====== TEXT SECTION

Matthew Wright 7am - 10am
26 March 2025, 07:48
Don’t expect to hear the word ‘dentistry’ slip off Rachel Reeves tongue as she delivers her Spring Statement later today.
However, the treatment of this service by the Treasury neatly encapsulates the position the government finds itself in.
Having made many worthy promises, the Government - critics say - looks set to deliver a rerun of austerity.
Is that so? Well, a few weeks ago a charge hike for dental patients was quietly slipped out without fanfare. At about 2.3% it’s below inflation and will kick in on 1 April. Fair enough, really?
Well no. Because the new Chancellor appears to be borrowing from the playbook of her Conservative predecessors - using these charges as cover for cuts.
Back in 2015 the George Osborne’s Spending Review committed the government to five years of 5% annual hikes in dental charges.
More investment year on year then? No. The budget didn’t move - it’s been effectively static for a decade and a half. Patients simply paid more, and all that changed was ministers paid less.

============

▶ **EXERCISES TO COMPLETE**
**1.** In the piece on dental charges, on what date does the increase of about 2.3% take effect?
**2.** Condense the paragraph of the dental-charges piece that begins "Is that so?" into one or two sentences, keeping its main facts.
**3.** From the dental-charges piece, extract the passage from "More investment year" to "ministers paid less.".

====== INPUT DATA

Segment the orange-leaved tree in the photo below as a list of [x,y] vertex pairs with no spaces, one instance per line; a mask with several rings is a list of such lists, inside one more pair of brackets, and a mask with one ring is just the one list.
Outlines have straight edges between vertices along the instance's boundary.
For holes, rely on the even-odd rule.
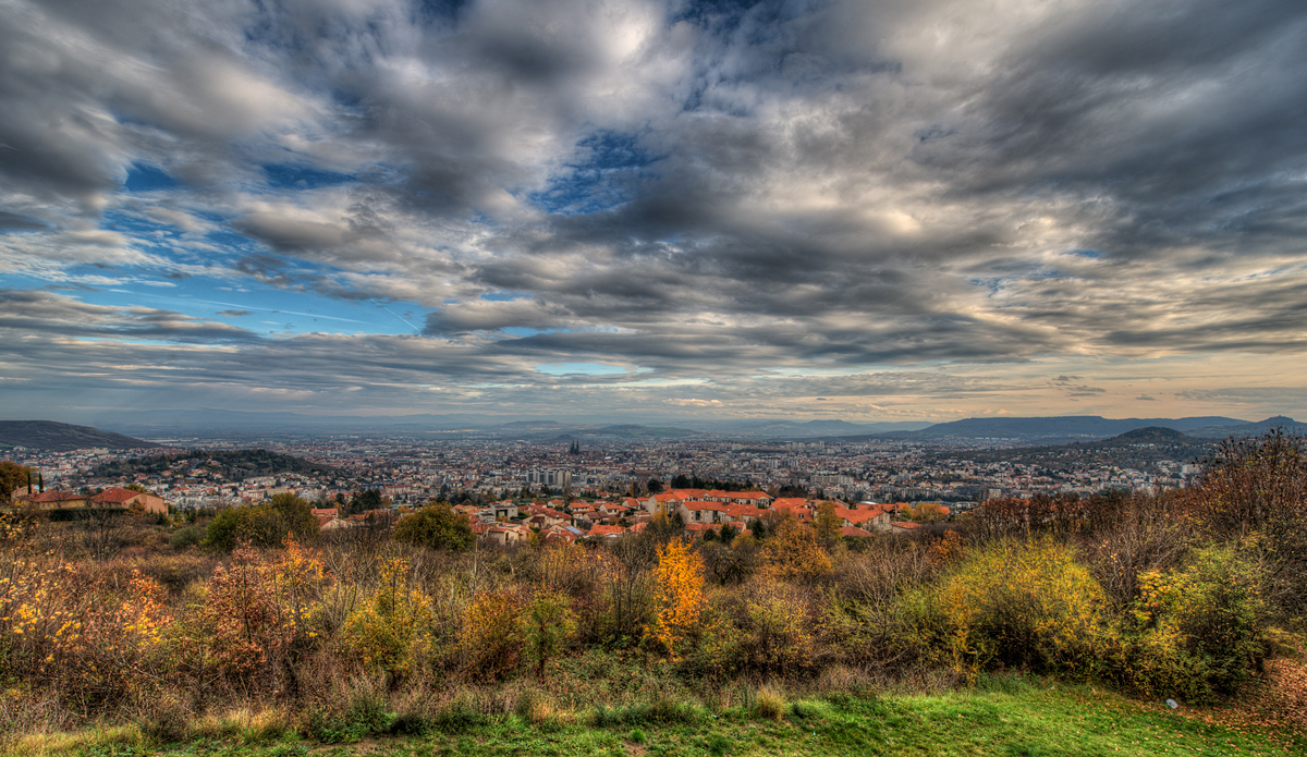
[[657,616],[644,633],[657,639],[674,660],[677,648],[699,625],[703,561],[684,540],[673,539],[657,550],[654,586]]
[[762,548],[762,574],[770,579],[810,580],[830,571],[830,556],[813,528],[789,513],[783,514]]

============

▶ **WRITTEN ANSWERS**
**1.** 1 April.

**2.** A few weeks ago, the government quietly announced a dental charge increase of about 2.3%. The rise is below inflation and takes effect on 1 April.

**3.**
More investment year on year then? No. The budget didn’t move - it’s been effectively static for a decade and a half. Patients simply paid more, and all that changed was ministers paid less.